> Supplied text:
The findings of Fainleib and Selkirk (2014) suggest that lexical high tones in Luganda have greater f0 excursions and less declination than the intonational high tones. However, only a single speaker participated in the study, so it does not provide a firm basis for generalization. In the following study, their claims about the phonetic differences between lexical and boundary high tone are tested with a larger sample of speakers.
There is still not much information available about the phonetic implementation of boundary tones, despite an important cross-linguistic body of work focused on the distribution and interpretation of such tones, e.g., the studies in Jun (2005) and Downing and Rialland (2017). The current study is intended to add to the still small literature on how boundary tones differ in phonetic realization from other intonational and lexical tones.
1.3. High tone spread in Luganda
Since the following experimental study will deal with the difference between long and short high-tone spans, it is necessary to review what the literature has established about the conditions under which a high tone spreads or does not spread in Luganda.
One of the two sources of unbounded high tone spans is the process of High Tone Plateauing (Hyman & Katamba, 2010), in which the two separate lexical high tones are joined into a single extended high-tone span (Hyman et al., 1987; Hyman & Katamba, 1993; Pak, 2008; Hyman & Katamba, 2010). This process is given in Figure 1 in the formulation of Hyman and Katamba (2010), and it is exemplified in (4).
- Omulenzi yalera nnawolovu.
- “The boy held the chameleon.”
The verb yalera in (4b) and the object nnawolovu in (4c) each have one high-toned syllable when they occur in isolation. But when the two words occur in succession, as in (4d), there is a high-tone span extending from the high-toned syllable of the verb to that of the complement.
There are some syntactic conditions for this process (Hyman et al., 1987; Pak, 2008; Hyman & Katamba, 2010). According to Hyman and Katamba (2010), a sequence of words that meets the phonological structural description in Figure 1 is only subject to the rule if the words belong to the same tone group (TG). A tone group corresponds to a head-initial maximal projection XP, in which the head is not an ‘inherently-focused’ verb type, e.g., negative, imperative, or infinitive. It is further required that the complement in XP not include an ‘initial-vowel’ augment, a morpheme involved in the marking of focus.
The second source of unbounded high tone spans in Luganda is High Tone Anticipation. If a word with a high tone follows a word within the same phrase which ends in a low-toned syllable, the high tone in the later word is spread leftward up to the second syllable of the phrase or to the second syllable after a high tone (Hyman et al., 1987; Hyman & Katamba, 1993; Pak, 2008; Hyman & Katamba, 2010). This process is formalized by Hyman and Katamba (2010) as in Figure 2, where PW is a phonological word, and TP is a tone phrase. A tone phrase is a constituent superordinate to the tone group, and it consists of the VP or any preverbal maximal projection. An example of High Tone Anticipation is given in (5).
- Omuntu alera omuwere omutono.
- “The person is holding a small infant.”
In the isolation forms in (5b) and (5c), the verb alera has no high tone and the complement omuwere has a high tone on the penult. But when they are juxtaposed in the sentence (5e), the high tone of the complement extends leftward to the second syllable of the verb. It is stopped from spreading onto the first syllable of the verb, in this analysis, by an initial L% boundary tone on the first syllable of the tone phrase.

> Exercise 1:
Answer these from the passage on Luganda tone:
(a) How many speakers took part in the study by Fainleib and Selkirk (2014)?
(b) What does a tone phrase consist of?
(c) In (5e), what stops the high tone from spreading onto the first syllable of the verb?
The Luganda tone passage and the listing were taken from unrelated sources.

> Extracted information:
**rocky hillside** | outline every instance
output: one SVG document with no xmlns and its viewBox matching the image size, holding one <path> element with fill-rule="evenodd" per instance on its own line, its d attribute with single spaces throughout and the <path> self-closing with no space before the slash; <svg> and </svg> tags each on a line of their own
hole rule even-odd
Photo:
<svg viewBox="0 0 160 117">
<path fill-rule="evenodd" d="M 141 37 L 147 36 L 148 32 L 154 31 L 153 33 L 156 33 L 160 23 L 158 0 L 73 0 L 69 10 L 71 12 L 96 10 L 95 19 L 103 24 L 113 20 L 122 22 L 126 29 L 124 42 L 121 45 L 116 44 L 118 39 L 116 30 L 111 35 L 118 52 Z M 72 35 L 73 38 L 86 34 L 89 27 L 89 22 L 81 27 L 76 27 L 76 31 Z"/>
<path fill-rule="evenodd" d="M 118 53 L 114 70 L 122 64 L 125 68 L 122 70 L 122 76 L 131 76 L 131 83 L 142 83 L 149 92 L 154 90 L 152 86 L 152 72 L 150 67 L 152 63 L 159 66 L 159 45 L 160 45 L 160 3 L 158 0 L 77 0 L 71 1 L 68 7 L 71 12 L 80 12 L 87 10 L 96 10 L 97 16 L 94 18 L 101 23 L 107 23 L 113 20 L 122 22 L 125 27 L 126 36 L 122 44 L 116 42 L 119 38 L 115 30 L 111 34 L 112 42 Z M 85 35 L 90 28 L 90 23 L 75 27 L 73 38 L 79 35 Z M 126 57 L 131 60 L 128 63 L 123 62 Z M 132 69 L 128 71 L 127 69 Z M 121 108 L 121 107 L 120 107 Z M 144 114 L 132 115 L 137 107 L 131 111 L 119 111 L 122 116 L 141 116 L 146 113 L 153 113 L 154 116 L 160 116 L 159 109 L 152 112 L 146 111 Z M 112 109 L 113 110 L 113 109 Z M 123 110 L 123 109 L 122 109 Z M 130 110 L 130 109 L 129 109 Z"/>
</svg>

> Exercise 2: Rewrite the lines of the listing, putting "stony slope" in place of "rocky hillside" and leaving everything else as it is.

> Full output 1:
(a) A single speaker.
(b) The VP or any preverbal maximal projection.
(c) An initial L% boundary tone on the first syllable of the tone phrase.

> Full output 2:
**stony slope** | outline every instance
output: one SVG document with no xmlns and its viewBox matching the image size, holding one <path> element with fill-rule="evenodd" per instance on its own line, its d attribute with single spaces throughout and the <path> self-closing with no space before the slash; <svg> and </svg> tags each on a line of their own
hole rule even-odd
Photo:
<svg viewBox="0 0 160 117">
<path fill-rule="evenodd" d="M 141 37 L 147 36 L 148 32 L 154 31 L 153 33 L 156 33 L 160 23 L 158 0 L 73 0 L 69 10 L 71 12 L 96 10 L 95 19 L 103 24 L 113 20 L 122 22 L 126 29 L 124 42 L 121 45 L 116 44 L 118 39 L 116 30 L 111 35 L 118 52 Z M 72 35 L 73 38 L 86 34 L 89 27 L 89 22 L 81 27 L 76 27 L 76 31 Z"/>
<path fill-rule="evenodd" d="M 118 53 L 114 70 L 122 64 L 125 68 L 122 70 L 122 76 L 131 76 L 131 83 L 142 83 L 149 92 L 154 90 L 152 86 L 152 72 L 150 67 L 152 63 L 159 66 L 159 45 L 160 45 L 160 3 L 158 0 L 77 0 L 71 1 L 68 7 L 71 12 L 80 12 L 87 10 L 96 10 L 97 16 L 94 18 L 101 23 L 107 23 L 113 20 L 122 22 L 125 27 L 126 36 L 122 44 L 116 42 L 119 38 L 115 30 L 111 34 L 112 42 Z M 85 35 L 90 28 L 90 23 L 75 27 L 73 38 L 79 35 Z M 126 57 L 131 60 L 128 63 L 123 62 Z M 132 69 L 128 71 L 127 69 Z M 121 108 L 121 107 L 120 107 Z M 144 114 L 132 115 L 137 107 L 131 111 L 119 111 L 122 116 L 141 116 L 146 113 L 153 113 L 154 116 L 160 116 L 159 109 L 152 112 L 146 111 Z M 112 109 L 113 110 L 113 109 Z M 123 110 L 123 109 L 122 109 Z M 130 110 L 130 109 L 129 109 Z"/>
</svg>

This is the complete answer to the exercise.